### Excerpt provided
--------------------
Wednesday, June 14, 2006

The Never Ending Question

Genealogy or the Never Ending Questions

I suppose everyone goes through it. You reach an age at which you suddenly come to the realization that there is more life behind you than ahead of you. Then, it becomes terribly important to connect with those ancestors with whom you share an increasingly palpable commonality.

This is the point at which you decide that it is time to examine all of that history. Researched, compiled, edited, explored, reconstructed, revealed, and codified for future generations. You begin tentatively. The old Family Bible with its cryptic birth and death entries is generally the initial resource. Somehow though, it generates more questions than answers.

What ever became of this person or that one? Isn’t HE the son that went to California before the First World War? Didn’t he study architecture or engineering or something like that? Went to John’s Hopkins, is what I heard grandmother say once…I think.

Resources include old photographs, yellowed and brittle, more cryptic notations, dates, names (but no particular positional references; just the names, sort of in a MATRIX of names), places (isn’t that the old home place down in the country? I seem to recall that tree from the summers I spent at that house), things, faces to which your own countenance bears a faint similarity in appearance. Other resources are letters, certificates of birth and death, service records from different branches of the military, medical records, newspaper articles, books written by or about someone either in the ancestral tree or associated with a member of the ancestral tree in some way.
--------------------
### Exercises
(a) In the genealogy post, list the words that describe what is done to family history "for future generations."
(b) Return the wording of the genealogy post from "Resources include old" up to and including "in some way.".
The listing that follows is separate material and has no connection to the genealogy post.
--------------------
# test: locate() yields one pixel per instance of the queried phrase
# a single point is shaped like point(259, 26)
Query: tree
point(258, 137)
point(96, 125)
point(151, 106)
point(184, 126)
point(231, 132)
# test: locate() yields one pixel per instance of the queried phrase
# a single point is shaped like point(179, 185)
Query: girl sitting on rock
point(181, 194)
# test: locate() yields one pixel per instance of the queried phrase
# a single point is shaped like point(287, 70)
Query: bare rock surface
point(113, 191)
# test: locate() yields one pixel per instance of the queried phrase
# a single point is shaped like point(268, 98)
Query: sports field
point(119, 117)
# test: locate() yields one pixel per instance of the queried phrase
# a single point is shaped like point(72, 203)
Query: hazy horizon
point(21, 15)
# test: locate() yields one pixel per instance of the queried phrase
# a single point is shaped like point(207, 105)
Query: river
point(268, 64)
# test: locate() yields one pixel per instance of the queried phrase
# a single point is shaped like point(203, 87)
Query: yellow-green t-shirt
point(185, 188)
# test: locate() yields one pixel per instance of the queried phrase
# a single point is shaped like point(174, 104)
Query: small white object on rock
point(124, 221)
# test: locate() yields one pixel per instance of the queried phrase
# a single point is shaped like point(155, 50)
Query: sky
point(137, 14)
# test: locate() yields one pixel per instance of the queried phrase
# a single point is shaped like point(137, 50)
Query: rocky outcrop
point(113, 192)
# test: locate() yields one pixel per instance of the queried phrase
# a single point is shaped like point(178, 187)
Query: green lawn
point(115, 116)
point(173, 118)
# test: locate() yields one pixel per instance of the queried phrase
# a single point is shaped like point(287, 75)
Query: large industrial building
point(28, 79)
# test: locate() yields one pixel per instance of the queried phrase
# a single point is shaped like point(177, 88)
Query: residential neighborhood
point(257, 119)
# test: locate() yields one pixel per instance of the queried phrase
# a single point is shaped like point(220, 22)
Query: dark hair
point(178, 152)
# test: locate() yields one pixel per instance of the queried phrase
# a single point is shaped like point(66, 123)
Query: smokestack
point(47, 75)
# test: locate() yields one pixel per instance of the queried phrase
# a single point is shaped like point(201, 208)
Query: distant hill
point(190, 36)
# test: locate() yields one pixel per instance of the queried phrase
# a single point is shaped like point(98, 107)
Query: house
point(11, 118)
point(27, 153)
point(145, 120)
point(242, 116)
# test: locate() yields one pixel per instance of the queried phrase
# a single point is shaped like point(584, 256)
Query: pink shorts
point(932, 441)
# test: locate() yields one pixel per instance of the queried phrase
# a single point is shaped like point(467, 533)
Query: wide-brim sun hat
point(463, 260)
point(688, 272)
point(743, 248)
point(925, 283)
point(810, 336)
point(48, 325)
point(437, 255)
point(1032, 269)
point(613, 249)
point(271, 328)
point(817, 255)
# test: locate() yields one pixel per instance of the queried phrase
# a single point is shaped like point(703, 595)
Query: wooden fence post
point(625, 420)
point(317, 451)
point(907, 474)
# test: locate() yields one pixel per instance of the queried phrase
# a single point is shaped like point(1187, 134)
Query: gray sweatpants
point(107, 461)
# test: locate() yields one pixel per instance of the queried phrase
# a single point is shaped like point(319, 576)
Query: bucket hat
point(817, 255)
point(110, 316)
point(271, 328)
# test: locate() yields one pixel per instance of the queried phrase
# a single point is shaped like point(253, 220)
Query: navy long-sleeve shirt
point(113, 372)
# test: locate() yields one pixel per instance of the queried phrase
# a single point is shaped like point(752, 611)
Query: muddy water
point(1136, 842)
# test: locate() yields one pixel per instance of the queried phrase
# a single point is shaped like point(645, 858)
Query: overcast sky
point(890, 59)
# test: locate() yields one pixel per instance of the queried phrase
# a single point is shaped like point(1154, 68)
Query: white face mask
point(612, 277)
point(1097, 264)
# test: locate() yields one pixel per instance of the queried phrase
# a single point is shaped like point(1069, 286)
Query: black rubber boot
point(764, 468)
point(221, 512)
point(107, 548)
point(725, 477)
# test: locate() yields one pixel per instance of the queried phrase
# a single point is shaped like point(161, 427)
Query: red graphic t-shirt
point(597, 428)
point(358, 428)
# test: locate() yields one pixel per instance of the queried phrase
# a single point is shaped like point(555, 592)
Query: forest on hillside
--------------------
### Exercise answers
(a) Researched, compiled, edited, explored, reconstructed, revealed, codified

(b)
Resources include old photographs, yellowed and brittle, more cryptic notations, dates, names (but no particular positional references; just the names, sort of in a MATRIX of names), places (isn’t that the old home place down in the country? I seem to recall that tree from the summers I spent at that house), things, faces to which your own countenance bears a faint similarity in appearance. Other resources are letters, certificates of birth and death, service records from different branches of the military, medical records, newspaper articles, books written by or about someone either in the ancestral tree or associated with a member of the ancestral tree in some way.